**Textauszug**
----------

Die Befürchtung von Demokratieverlust mischte sich mit anderen Themen. Eines war der Vietnam-Krieg, der das amerikanische Modell entzauberte und kommunistische Befreiungskämpfer faszinierend erscheinen ließ. Ein anderes war die nationalsozialistische Vergangenheit, die erst in den 60er Jahren zum großen Thema wurde und deren Schrecken durch den großen Frankfurter Auschwitz-Prozess 1963-65, durch die Debatten um die Verjährung von NS-Verbrechen und auch durch literarische Auseinandersetzungen wie Hochhuths Anklage-Drama "Der Stellvertreter" ins Bewusstsein vieler jüngerer Deutscher getreten war. Obwohl der Prozess und die offene Auseinandersetzung Zeichen für die neue Qualität der deutschen Demokratie waren, nährten sie bei vielen einen generellen Verdacht gegenüber staatlicher Macht. Zum Ausdruck kam diese Furcht bei der Debatte um die Notstands-Gesetzgebung (Notstandsverfassung), mit der der Katastrophen- und Verteidigungsfall geregelt werden sollte. Ängste vor dem Chaos und kommunistischer Bedrohung auf der einen Seite standen Ängsten vor einem neuen Faschismus auf der anderen gegenüber - eine Ex-post-Bewältigung der Vergangenheit mit dem falschen Adressaten.

Überhaupt löste die Studentenbewegung eine neue Ideologisierung aus, es entstanden neue Konfliktfronten in Politik und Gesellschaft. Sprach man vorher vom "Ende der Ideologien", so wurden nun Probleme ideologisch aufgeladen und überfrachtet - von der Linken ebenso wie von der Rechten. Die Wahlkämpfe der folgenden Jahre lebten von diesem Gegensatz. 1968 zog auch die NPD (Splitterparteien), die nach der Verunsicherung der Wähler bei Erhards Sturz ihre ersten Erfolge gefeiert hatte, aus der Konfrontation mit der Studentenbewegung Gewinn.

----------

**Datenteil**

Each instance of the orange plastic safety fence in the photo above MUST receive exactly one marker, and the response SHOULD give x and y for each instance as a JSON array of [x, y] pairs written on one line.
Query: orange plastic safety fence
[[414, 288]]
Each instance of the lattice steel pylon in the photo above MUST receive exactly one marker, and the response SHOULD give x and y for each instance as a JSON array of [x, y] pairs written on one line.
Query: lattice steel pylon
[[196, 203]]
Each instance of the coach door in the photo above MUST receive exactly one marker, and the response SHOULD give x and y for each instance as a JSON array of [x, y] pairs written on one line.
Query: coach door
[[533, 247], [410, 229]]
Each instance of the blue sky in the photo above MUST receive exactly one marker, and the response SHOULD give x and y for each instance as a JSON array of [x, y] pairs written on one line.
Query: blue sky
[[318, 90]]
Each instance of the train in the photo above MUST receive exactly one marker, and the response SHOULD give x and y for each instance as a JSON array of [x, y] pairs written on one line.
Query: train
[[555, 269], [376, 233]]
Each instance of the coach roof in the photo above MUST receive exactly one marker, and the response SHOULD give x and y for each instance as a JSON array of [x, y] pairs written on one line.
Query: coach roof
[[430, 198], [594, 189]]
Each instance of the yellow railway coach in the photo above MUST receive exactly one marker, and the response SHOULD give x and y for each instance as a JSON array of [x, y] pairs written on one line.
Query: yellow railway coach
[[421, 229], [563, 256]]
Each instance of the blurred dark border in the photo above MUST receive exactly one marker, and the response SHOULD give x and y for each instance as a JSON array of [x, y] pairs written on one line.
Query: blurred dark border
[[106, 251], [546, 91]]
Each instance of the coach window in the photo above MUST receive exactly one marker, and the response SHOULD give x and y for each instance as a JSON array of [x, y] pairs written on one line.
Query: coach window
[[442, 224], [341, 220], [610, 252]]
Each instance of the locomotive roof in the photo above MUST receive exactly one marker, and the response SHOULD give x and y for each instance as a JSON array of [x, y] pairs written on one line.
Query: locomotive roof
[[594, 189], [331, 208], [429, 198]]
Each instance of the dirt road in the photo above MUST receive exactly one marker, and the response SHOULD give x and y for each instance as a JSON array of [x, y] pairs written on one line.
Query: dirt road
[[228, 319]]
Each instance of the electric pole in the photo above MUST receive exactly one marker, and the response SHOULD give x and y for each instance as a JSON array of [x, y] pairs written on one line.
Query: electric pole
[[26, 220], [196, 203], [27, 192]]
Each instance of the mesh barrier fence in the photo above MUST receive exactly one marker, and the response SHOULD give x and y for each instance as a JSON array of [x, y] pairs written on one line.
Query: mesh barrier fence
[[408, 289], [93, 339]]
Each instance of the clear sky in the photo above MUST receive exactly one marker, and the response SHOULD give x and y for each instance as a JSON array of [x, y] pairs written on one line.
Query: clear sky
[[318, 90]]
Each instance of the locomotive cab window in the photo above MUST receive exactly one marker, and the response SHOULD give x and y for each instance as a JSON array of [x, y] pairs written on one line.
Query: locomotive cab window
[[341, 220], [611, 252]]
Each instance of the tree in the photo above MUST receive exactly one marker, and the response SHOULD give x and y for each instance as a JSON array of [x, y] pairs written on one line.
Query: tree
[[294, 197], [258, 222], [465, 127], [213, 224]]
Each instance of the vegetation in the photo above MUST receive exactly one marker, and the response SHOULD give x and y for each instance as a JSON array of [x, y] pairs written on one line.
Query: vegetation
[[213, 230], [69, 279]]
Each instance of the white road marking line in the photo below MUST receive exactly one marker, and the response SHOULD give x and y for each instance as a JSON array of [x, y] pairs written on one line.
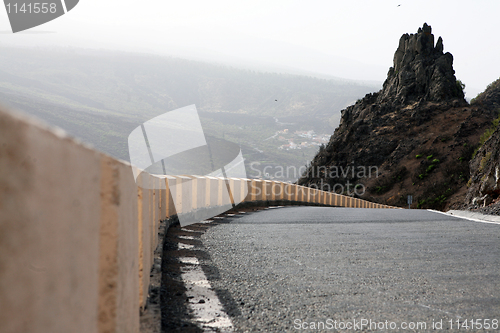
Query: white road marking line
[[189, 260], [206, 307], [462, 217], [188, 230], [182, 246], [186, 237]]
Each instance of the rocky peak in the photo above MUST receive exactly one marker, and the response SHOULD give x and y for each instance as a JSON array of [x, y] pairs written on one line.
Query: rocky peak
[[421, 71]]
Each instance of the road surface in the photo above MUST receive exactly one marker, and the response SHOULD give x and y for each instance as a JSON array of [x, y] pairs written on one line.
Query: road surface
[[309, 269]]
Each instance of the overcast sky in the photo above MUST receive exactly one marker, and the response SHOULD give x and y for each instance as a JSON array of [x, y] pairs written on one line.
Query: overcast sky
[[349, 39]]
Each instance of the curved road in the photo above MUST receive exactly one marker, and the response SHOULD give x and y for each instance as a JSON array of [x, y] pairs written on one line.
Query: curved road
[[308, 269]]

----------

**Aufgabe**
Ersetze im Textauszug "Konfliktfronten" durch "Streitlinien" und gib die Stelle von "Überhaupt löste die" bis "der Studentenbewegung Gewinn." mit dieser Änderung wieder.

**Lösung**
Überhaupt löste die Studentenbewegung eine neue Ideologisierung aus, es entstanden neue Streitlinien in Politik und Gesellschaft. Sprach man vorher vom "Ende der Ideologien", so wurden nun Probleme ideologisch aufgeladen und überfrachtet - von der Linken ebenso wie von der Rechten. Die Wahlkämpfe der folgenden Jahre lebten von diesem Gegensatz. 1968 zog auch die NPD (Splitterparteien), die nach der Verunsicherung der Wähler bei Erhards Sturz ihre ersten Erfolge gefeiert hatte, aus der Konfrontation mit der Studentenbewegung Gewinn.